→ Tasks to perform
1. Copy out the part of the A/B testing passage that opens with the words containing "Using the calculator, I" and closes with "at that time.".
2. Write what comes next in the A/B testing passage, picking up after its final sentence.
--- Provided passage ---
# bias of peeking at AB test data and adjusting minimum detectable effect

Let's say we're running an A/B test on my website comparing blue button clicks (baseline) to green button clicks.

• I use http://www.evanmiller.org/ab-testing/sample-size.html to calculate my required number of subjects per branch with the following parameters:

• significance level of 5%
• statistical power of 80%
• an observed historical baseline conversion rate of 5%
• a desired minimum detectable effect of 1% (ie. conversions between 4% and 6% will be indistinguishable from the baseline)

Using the calculator, I determine that we need 7,663 pageviews to declare a result.

Now let's say everyone gets impatient and decides to check in on the experiment after only 900 pageviews.

The Game Plan:

1) If it turns out that the green button is at least 3% better than baseline, we will decide to conclude the experiment and declare the green button as the winner (a 3% MDE given the same other initial parameters requires only 894 pageviews according to the calculator).

2) If it turns out that the green button is less than 3% better than baseline after 900 pageviews, we will decide to keep the experiment running to it's full course of 7,663 pageviews and then make a conclusion at that time.

Are we introducing bias with this Game Plan?

Setting your stopping condition based on the significance of your interim analyses is, in general, not a great idea. The worst possible thing you could do would be to re-run your analysis after every page view and stop as soon as you got a significant result. You've decided, by setting your $\alpha=0.05$, that you're willing to tolerate a 5 percent chance of making a Type I error (i.e., claiming there's an effect even though there actually is not). This repeated "peeking" inflates that more than 5-fold, so there is actually a 1:4 chance your effect is due to random noise, rather than a 1:20 on. That is clearly bad. By peeking only once instead, you're not doing nearly as badly, of course.

This problem has been studied extensively, largely under the name of "Interim Monitoring" or "Sequential Experimental Design" and comes up a lot in the design of clinical trials. This review, by Jennison and Turnbull, covers a bunch of approaches. It looks like your ad-hoc idea is pretty close to the "stochastic curtailment" approach, so that and the references therein might point you in the right direction if you want to do this completely correctly.

I'm not sure I would use the term bias here.

Following the procedure you suggest, you are accepting a risk of inappropriately selecting the green button on inadequate evidence.
--- Source information ---
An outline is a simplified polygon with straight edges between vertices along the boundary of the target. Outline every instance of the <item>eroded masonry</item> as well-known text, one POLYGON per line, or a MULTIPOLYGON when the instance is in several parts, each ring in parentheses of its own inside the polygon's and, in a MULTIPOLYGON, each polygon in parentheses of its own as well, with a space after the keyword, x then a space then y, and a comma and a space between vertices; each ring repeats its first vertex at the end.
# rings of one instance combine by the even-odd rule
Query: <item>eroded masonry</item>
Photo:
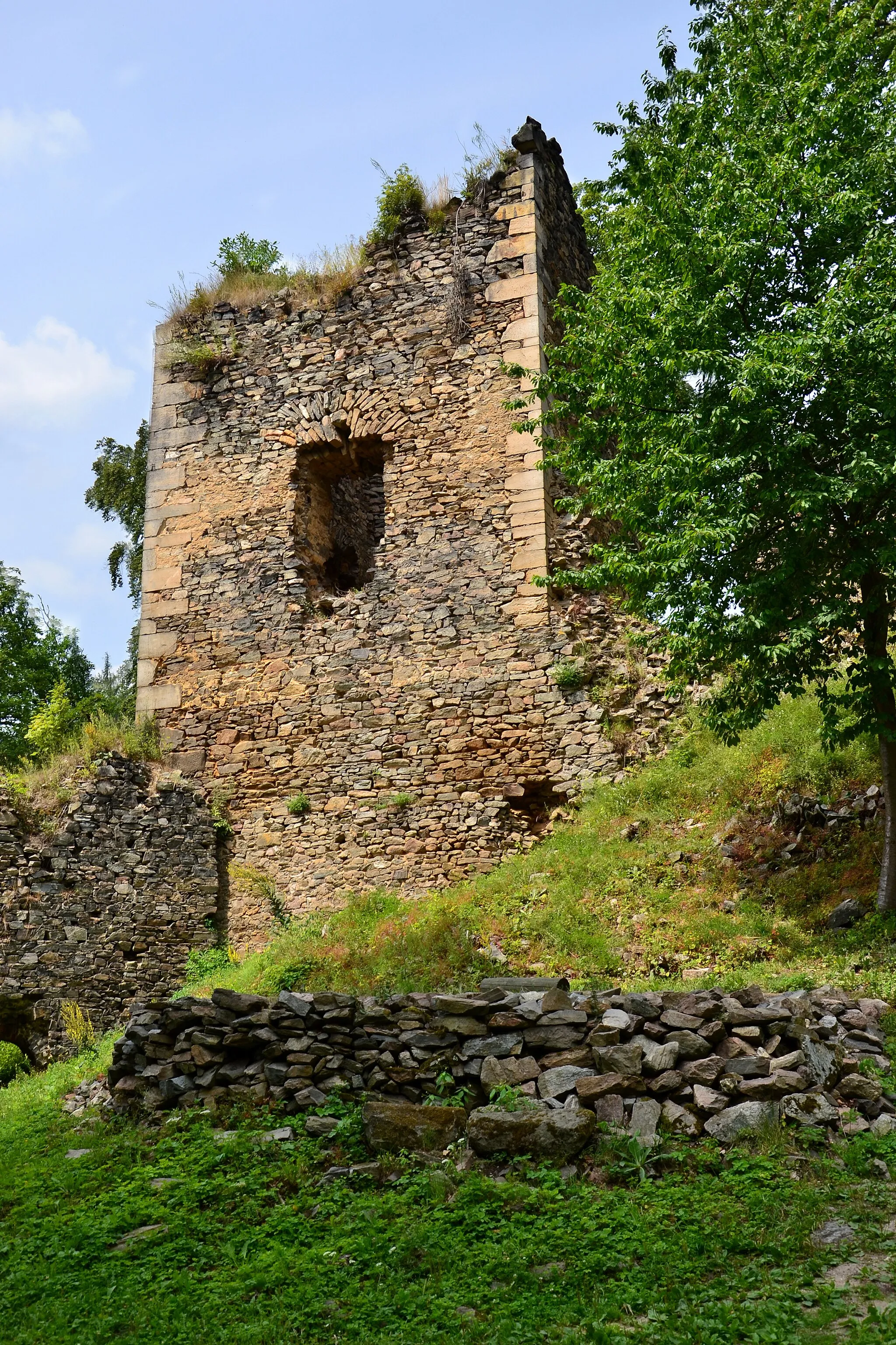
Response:
MULTIPOLYGON (((551 672, 625 682, 626 627, 535 582, 592 523, 555 511, 504 369, 543 366, 591 260, 556 141, 528 121, 513 144, 478 204, 406 222, 330 311, 218 304, 188 334, 223 352, 210 381, 159 331, 138 712, 293 911, 489 869, 670 713, 551 672)), ((231 898, 231 942, 269 919, 231 898)))

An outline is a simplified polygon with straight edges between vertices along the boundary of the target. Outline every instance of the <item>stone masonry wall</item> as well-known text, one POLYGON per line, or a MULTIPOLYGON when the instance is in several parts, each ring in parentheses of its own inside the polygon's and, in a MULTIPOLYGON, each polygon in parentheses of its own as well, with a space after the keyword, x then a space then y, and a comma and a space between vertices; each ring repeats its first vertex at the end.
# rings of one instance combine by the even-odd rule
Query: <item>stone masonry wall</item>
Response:
MULTIPOLYGON (((411 219, 333 309, 286 289, 218 304, 187 334, 231 352, 208 383, 172 364, 184 331, 159 330, 138 713, 173 767, 230 794, 236 858, 294 912, 489 869, 618 775, 619 732, 637 756, 670 713, 657 686, 626 703, 607 600, 533 582, 591 523, 557 519, 502 363, 543 366, 557 285, 590 257, 556 141, 528 121, 514 145, 457 231, 411 219), (610 709, 556 686, 580 655, 621 682, 610 709)), ((235 898, 231 942, 262 943, 269 919, 235 898)))
POLYGON ((215 940, 215 833, 192 785, 111 753, 54 835, 0 796, 0 1040, 64 1054, 59 1005, 103 1032, 136 995, 171 994, 191 948, 215 940))
POLYGON ((641 1135, 662 1120, 732 1139, 780 1112, 856 1132, 896 1112, 860 1072, 864 1060, 889 1072, 887 1009, 832 987, 570 994, 547 978, 383 1001, 215 990, 136 1003, 109 1085, 120 1106, 273 1102, 297 1112, 332 1093, 420 1103, 457 1088, 473 1108, 506 1084, 544 1108, 588 1108, 641 1135))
---
→ Responses to the exercise
1.
Using the calculator, I determine that we need 7,663 pageviews to declare a result.

Now let's say everyone gets impatient and decides to check in on the experiment after only 900 pageviews.

The Game Plan:

1) If it turns out that the green button is at least 3% better than baseline, we will decide to conclude the experiment and declare the green button as the winner (a 3% MDE given the same other initial parameters requires only 894 pageviews according to the calculator).

2) If it turns out that the green button is less than 3% better than baseline after 900 pageviews, we will decide to keep the experiment running to it's full course of 7,663 pageviews and then make a conclusion at that time.

2.
To quantify that risk, you would need to calculate the probability of an unfavorable outcome (presumably Blue > Green) of an n=7663 test GIVEN (Bayes Rule) the observed outcome at n=900.

I created a simple simulation in Excel to help me evaluate the problem. Specifically I randomly created 10 series with a true underlying 5% "pass/conversion rate". Within 300 iterations, all 10 had converged to within 1.5% (e.g they ranged from 3.5 - 6.6% cumulative rates). (note, this implies about 450 iterations in your model, as you have 900 with 2 levels)

Having said that, there was still a lot of noise, and overall convergence was much stronger (within 1%) by about 850 iterations.

In other words, if you are seeing a 3% difference in performance (e.g. 8% vs. 5%) after 450 iterations of each, the chances of that being purely a statistical artifact are quite low.

• Doesn't this run into the same problem as described here though (if you check at n=900, 1000, 1100, etc..)? evanmiller.org/how-not-to-run-an-ab-test.html Basically that repeated checking for significance discounts the possibility of not having significant results.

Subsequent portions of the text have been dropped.